== What you are asked to do ==
Reproduce the arbitration excerpt on the Applicant's expenses below in full, word for word, with no changes.

*** Passage provided

This agreement is recorded in the Report of Mediator dated February 11, 1993.
In addition, the Applicant has claimed the expenses he has incurred in respect of this arbitration. An award for expenses may be made under section 282(11) of the Insurance Act, which provides as follows:
The arbitrator may award to the insured person such expenses incurred in respect of an arbitration proceeding as may be prescribed in the regulations, to the maximum set out in the regulations.
The prescribed expenses and amounts are set out in Schedule 1 of the Dispute Resolution Practice Code and in Ontario Regulation 664 (R.R.O. 1990), Dispute Resolution Expenses.
This is an appropriate case in which to award the Applicant his expenses incurred in respect of this arbitration. The application for appointment of an arbitrator was neither frivolous nor vexatious, nor did the Applicant's conduct unreasonably prolong the proceedings. On the contrary, all the parties worked together to produce an agreed statement of facts in an effort to reduce the time and costs of the arbitration hearing. In addition, the Insurers agreed to forego the use of legal counsel for the presentation of their respective positions. While it is true that all matters referred to arbitration cannot be dealt with in this manner, such co-operation is commendable.

******
*** Records supplied

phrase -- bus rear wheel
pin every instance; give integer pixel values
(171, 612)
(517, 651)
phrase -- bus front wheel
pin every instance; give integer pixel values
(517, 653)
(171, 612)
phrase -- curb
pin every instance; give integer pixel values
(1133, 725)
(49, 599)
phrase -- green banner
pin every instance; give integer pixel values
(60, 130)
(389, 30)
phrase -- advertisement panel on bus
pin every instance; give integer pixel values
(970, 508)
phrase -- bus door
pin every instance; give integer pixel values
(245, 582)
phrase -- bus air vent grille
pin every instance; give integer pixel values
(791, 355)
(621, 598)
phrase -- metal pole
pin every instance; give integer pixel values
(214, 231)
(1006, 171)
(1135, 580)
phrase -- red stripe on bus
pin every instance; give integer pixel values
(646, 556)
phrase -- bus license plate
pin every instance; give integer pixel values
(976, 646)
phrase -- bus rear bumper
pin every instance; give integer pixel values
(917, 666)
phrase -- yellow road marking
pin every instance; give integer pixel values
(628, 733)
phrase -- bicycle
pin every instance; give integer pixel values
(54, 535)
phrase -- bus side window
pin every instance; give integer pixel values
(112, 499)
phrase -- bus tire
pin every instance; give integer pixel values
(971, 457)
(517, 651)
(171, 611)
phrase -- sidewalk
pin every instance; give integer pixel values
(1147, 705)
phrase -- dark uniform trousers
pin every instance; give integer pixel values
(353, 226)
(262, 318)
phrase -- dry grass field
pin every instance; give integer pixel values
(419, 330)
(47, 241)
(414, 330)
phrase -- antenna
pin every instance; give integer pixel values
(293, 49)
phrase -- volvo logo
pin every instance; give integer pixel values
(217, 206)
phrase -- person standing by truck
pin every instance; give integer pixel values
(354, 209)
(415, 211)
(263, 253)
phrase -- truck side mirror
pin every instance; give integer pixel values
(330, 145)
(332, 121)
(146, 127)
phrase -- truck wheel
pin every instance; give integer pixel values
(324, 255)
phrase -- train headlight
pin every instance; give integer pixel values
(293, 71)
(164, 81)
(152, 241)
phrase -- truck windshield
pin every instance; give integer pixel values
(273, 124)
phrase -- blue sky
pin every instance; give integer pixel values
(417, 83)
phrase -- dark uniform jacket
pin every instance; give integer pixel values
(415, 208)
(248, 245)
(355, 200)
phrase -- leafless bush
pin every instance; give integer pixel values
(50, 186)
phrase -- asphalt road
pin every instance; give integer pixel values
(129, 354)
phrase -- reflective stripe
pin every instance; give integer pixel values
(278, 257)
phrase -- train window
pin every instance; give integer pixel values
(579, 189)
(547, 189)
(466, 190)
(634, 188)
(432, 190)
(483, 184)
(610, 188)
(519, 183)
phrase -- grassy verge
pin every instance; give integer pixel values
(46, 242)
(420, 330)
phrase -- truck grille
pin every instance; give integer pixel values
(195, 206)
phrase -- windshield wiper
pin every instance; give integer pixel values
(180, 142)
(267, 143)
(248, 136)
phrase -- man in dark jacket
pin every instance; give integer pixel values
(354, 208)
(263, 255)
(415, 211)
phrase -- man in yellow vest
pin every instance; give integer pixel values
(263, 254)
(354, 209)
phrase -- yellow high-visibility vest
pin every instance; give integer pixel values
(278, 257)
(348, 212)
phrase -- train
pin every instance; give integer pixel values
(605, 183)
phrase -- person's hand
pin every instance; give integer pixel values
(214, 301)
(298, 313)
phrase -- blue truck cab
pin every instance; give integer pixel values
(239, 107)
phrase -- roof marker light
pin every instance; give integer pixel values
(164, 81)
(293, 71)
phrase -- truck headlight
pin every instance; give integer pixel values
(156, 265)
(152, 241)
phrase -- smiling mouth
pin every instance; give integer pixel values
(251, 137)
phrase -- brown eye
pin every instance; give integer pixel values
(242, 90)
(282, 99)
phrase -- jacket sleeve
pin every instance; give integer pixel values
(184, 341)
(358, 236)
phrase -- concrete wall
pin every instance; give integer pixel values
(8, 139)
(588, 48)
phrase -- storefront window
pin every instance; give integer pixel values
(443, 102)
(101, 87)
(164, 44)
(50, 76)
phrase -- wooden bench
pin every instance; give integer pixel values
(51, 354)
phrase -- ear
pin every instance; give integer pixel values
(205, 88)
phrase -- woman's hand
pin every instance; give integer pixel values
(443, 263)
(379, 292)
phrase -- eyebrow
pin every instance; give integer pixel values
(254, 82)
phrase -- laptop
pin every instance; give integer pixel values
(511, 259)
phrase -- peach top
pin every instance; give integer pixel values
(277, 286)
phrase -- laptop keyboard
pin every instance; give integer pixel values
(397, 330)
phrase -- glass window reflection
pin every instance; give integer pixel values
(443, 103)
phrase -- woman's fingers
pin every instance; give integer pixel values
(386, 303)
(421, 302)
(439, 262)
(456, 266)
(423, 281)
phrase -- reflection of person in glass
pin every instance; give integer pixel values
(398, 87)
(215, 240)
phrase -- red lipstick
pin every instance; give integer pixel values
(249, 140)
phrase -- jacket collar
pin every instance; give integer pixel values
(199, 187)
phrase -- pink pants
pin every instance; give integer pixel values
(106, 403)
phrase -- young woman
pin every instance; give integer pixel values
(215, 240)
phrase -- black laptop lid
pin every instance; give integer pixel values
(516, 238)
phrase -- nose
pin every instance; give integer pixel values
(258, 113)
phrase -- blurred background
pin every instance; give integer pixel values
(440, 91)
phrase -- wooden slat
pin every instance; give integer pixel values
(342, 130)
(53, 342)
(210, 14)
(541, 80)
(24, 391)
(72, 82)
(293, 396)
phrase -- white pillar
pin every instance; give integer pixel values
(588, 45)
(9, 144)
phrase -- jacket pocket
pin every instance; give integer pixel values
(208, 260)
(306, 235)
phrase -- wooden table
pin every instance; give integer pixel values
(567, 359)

******

== Response for this exercise ==
This agreement is recorded in the Report of Mediator dated February 11, 1993.
In addition, the Applicant has claimed the expenses he has incurred in respect of this arbitration. An award for expenses may be made under section 282(11) of the Insurance Act, which provides as follows:
The arbitrator may award to the insured person such expenses incurred in respect of an arbitration proceeding as may be prescribed in the regulations, to the maximum set out in the regulations.
The prescribed expenses and amounts are set out in Schedule 1 of the Dispute Resolution Practice Code and in Ontario Regulation 664 (R.R.O. 1990), Dispute Resolution Expenses.
This is an appropriate case in which to award the Applicant his expenses incurred in respect of this arbitration. The application for appointment of an arbitrator was neither frivolous nor vexatious, nor did the Applicant's conduct unreasonably prolong the proceedings. On the contrary, all the parties worked together to produce an agreed statement of facts in an effort to reduce the time and costs of the arbitration hearing. In addition, the Insurers agreed to forego the use of legal counsel for the presentation of their respective positions. While it is true that all matters referred to arbitration cannot be dealt with in this manner, such co-operation is commendable.